━━ Information supplied
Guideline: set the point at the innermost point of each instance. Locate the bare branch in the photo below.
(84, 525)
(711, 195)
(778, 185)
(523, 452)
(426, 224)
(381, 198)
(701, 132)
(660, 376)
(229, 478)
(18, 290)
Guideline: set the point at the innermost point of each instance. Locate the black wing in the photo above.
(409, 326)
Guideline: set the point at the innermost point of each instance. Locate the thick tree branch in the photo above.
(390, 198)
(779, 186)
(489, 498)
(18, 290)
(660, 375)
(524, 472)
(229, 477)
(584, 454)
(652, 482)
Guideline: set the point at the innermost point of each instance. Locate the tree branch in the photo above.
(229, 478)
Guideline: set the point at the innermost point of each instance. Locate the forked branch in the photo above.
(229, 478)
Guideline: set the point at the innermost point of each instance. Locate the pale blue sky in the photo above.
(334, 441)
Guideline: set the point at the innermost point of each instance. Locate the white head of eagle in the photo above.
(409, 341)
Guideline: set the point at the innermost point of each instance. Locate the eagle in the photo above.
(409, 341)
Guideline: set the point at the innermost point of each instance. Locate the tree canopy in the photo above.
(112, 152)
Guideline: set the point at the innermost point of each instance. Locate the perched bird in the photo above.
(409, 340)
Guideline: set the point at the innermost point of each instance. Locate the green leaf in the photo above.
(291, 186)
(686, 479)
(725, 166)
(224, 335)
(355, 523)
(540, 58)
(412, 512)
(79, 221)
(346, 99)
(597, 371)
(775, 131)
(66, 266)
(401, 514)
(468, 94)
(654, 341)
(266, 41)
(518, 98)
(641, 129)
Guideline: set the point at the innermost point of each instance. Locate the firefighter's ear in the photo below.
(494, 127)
━━━━
━━ Information supplied
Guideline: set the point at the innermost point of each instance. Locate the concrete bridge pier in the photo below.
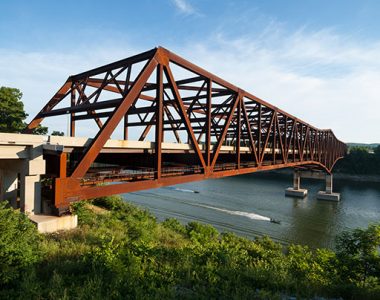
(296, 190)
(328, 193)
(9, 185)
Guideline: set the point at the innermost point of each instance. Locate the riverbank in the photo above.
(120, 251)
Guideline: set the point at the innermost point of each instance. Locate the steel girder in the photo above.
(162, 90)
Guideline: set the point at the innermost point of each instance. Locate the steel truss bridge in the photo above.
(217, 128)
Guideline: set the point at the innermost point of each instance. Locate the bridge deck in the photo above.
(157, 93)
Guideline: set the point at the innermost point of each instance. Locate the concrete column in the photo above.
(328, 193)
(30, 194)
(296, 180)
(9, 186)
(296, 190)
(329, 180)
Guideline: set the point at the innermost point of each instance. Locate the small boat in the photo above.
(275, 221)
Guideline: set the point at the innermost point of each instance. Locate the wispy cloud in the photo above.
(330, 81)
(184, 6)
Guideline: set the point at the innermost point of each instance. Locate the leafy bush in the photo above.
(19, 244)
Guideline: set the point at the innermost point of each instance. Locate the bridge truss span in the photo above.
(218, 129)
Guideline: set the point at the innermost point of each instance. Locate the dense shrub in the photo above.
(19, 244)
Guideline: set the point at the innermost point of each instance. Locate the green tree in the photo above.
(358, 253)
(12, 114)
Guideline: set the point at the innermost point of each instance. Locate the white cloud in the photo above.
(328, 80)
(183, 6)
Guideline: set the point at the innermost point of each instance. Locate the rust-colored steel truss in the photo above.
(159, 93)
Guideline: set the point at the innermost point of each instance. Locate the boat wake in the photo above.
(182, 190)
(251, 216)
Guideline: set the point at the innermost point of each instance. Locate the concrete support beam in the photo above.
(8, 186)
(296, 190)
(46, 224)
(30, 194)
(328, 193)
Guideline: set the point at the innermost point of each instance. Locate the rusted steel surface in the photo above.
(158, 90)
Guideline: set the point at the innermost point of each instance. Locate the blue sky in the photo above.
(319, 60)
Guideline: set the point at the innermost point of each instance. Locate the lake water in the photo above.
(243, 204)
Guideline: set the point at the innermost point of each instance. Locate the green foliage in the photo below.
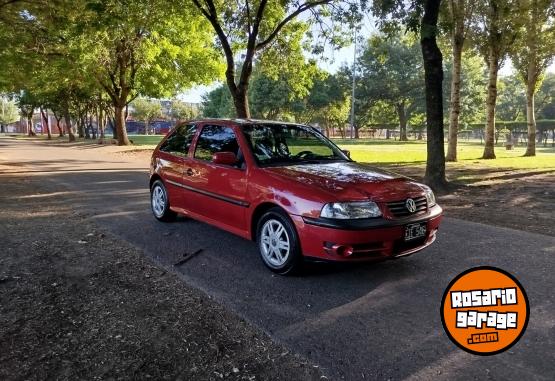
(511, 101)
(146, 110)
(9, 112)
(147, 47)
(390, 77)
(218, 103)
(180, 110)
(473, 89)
━━━━
━━ Information supplied
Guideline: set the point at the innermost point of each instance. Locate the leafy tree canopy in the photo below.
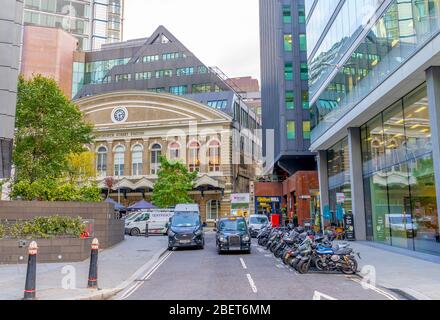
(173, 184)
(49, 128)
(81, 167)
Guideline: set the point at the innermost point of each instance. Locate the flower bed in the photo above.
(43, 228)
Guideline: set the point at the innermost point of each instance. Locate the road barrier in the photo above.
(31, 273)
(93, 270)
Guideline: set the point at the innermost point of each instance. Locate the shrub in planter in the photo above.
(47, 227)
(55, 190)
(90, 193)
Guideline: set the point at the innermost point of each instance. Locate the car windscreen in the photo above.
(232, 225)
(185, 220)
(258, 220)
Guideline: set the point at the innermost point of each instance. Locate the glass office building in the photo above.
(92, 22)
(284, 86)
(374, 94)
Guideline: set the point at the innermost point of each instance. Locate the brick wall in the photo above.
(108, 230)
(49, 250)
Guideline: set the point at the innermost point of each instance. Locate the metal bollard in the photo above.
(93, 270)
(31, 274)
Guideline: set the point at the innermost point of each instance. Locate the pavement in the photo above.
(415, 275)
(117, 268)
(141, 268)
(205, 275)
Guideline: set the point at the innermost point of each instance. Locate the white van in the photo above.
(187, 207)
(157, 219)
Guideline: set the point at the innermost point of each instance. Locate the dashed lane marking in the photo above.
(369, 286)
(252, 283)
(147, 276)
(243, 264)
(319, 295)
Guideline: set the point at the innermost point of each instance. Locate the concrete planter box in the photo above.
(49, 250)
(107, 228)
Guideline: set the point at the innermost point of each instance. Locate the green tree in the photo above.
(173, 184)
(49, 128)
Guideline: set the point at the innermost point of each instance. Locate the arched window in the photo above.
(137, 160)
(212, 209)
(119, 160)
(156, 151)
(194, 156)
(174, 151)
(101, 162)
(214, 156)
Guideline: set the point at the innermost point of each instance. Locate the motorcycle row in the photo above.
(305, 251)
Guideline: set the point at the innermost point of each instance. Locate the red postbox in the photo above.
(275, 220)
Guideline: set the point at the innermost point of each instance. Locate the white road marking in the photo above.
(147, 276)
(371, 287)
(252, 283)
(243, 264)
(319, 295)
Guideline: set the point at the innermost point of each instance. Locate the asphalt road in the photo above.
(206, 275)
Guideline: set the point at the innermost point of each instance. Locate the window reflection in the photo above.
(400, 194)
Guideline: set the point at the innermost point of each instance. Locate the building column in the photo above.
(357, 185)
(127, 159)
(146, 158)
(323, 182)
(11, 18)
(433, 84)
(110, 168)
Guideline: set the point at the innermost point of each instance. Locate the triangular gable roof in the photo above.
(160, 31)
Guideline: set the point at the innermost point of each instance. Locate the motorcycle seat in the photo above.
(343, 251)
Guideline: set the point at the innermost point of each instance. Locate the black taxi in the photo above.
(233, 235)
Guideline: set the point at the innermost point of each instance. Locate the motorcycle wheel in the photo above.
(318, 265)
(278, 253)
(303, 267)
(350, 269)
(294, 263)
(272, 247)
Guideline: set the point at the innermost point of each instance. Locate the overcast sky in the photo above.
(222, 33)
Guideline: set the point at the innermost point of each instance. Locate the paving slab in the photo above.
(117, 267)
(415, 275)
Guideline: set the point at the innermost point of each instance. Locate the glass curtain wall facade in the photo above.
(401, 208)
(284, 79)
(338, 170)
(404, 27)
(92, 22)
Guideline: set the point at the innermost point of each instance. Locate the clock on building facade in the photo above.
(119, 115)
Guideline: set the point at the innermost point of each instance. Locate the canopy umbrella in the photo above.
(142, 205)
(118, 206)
━━━━
_What is required_: Please report every line of the data above that contains the string "canopy", matching case exactly.

_Final answer_:
Guideline: set the point at the innermost point of each instance. Locate the tree canopy in the photo above.
Guideline: set the point at the innermost point of each instance. Locate the leafy tree canopy in the photo below.
Guideline: set the point at the innermost point of each instance. Locate the canopy umbrella in the photo above.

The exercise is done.